### Work instructions
Omit every picture. Return all other data as it stands.

Material for this exercise Start Marker

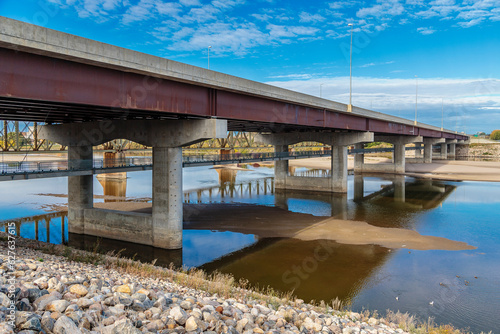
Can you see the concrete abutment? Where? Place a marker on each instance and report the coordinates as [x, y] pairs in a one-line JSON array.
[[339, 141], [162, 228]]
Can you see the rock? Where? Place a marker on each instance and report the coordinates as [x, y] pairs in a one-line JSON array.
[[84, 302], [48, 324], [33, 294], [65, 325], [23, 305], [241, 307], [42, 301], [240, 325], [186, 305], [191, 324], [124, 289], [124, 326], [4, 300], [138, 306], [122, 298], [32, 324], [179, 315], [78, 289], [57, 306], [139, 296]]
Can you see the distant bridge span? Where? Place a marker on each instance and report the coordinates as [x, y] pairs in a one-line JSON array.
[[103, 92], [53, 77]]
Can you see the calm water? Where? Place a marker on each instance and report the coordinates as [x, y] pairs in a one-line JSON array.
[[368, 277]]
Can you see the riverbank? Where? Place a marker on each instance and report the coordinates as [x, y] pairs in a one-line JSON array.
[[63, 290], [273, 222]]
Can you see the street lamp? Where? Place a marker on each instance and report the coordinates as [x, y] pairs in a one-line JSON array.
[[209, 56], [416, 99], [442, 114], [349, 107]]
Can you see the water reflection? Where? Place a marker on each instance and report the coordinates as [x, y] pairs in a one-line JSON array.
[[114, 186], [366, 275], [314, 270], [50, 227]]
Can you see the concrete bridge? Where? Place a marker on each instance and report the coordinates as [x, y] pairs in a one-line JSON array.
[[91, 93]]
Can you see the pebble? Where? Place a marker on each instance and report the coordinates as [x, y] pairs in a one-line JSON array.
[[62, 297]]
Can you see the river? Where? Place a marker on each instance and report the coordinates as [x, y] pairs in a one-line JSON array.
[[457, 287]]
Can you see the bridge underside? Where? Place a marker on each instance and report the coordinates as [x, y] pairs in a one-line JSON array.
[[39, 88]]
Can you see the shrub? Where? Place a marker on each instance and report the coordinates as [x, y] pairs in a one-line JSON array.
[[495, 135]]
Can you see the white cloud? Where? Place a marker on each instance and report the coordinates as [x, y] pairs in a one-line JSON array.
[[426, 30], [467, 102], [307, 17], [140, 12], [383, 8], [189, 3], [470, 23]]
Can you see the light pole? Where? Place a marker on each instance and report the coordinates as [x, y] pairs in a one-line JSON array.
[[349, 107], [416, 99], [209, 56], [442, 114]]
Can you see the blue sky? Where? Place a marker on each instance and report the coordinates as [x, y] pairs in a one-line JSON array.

Material for this exercise End Marker

### Answer space
Can you see the concrete abutment? Where? Place a marker on each instance and report the coordinates as [x, y] pairs in a one-line JSON array.
[[339, 141], [162, 228]]
Can you see the rock? Where? Place a marker on each instance and report the coordinates as [x, y] pairs in a one-line JSON array.
[[84, 302], [48, 324], [33, 294], [65, 325], [23, 305], [241, 307], [42, 301], [240, 325], [186, 305], [191, 324], [124, 289], [124, 326], [4, 300], [138, 306], [122, 298], [32, 324], [179, 315], [78, 289], [57, 306], [139, 296]]
Can you see the distant bridge span? Where? Place a marker on each instance and report the coordinates as [x, y] pairs in a one-line JSON array.
[[103, 92], [53, 77]]
Can you see the calm water? Where? Place a marker on each instance and report the coordinates as [x, y] pairs in a one-line JSON array.
[[368, 277]]
Can you see the riverbank? Where? Place a marker on each instance and report the coordinates as [x, y] pairs in a one-line JSON array.
[[63, 290], [273, 222]]
Can you see the street lamp? Where? Place a marker on each instance and report the coordinates as [x, y] pairs in a one-line JSON array.
[[209, 56], [416, 99], [442, 114], [349, 107]]
Can you see the water reflection? Where? Place a marker on each instance and report the coordinates as [x, y] pairs in a one-line JSON array.
[[114, 186], [366, 275], [314, 270], [50, 227]]
Can you see the concrete bridge? Where? Place a marker on each instance and report the coordinates as [x, y] pairs in a one-line JSON array.
[[91, 93]]
Can you see the pebble? Where? Place a marker on each instance and report the coordinates as [x, y] pairs in a one-line JSON array.
[[62, 297]]
Can you see the river? Where? Place a marker on each instance and report the coordinates as [x, y] pairs in a one-line JSON array.
[[457, 287]]
Can you see the bridge underside? Where? Place a marker on each instance and report the coordinates as [x, y] pairs in a one-line JSON array.
[[39, 88]]
Can you see the shrub? Where? Place a marker on each instance and report the coordinates as [x, y] pairs in a one-line JSON array.
[[495, 135]]
Can you see the white cloud? Where? Place a marker on each instance and report the coordinates as [x, y] pairs in a one-line JSON array.
[[426, 30], [467, 102], [307, 17], [140, 12], [383, 8], [189, 3], [470, 23]]
Can you see the light pole? Where? Place a marker on each instance and report the coordinates as [x, y] pairs in a one-line JSON array.
[[349, 107], [416, 99], [209, 56], [442, 114]]
Can you see the blue sky? Where? Place a marker on each instance and report the coordinates as [x, y] pairs in a one-line JSON array.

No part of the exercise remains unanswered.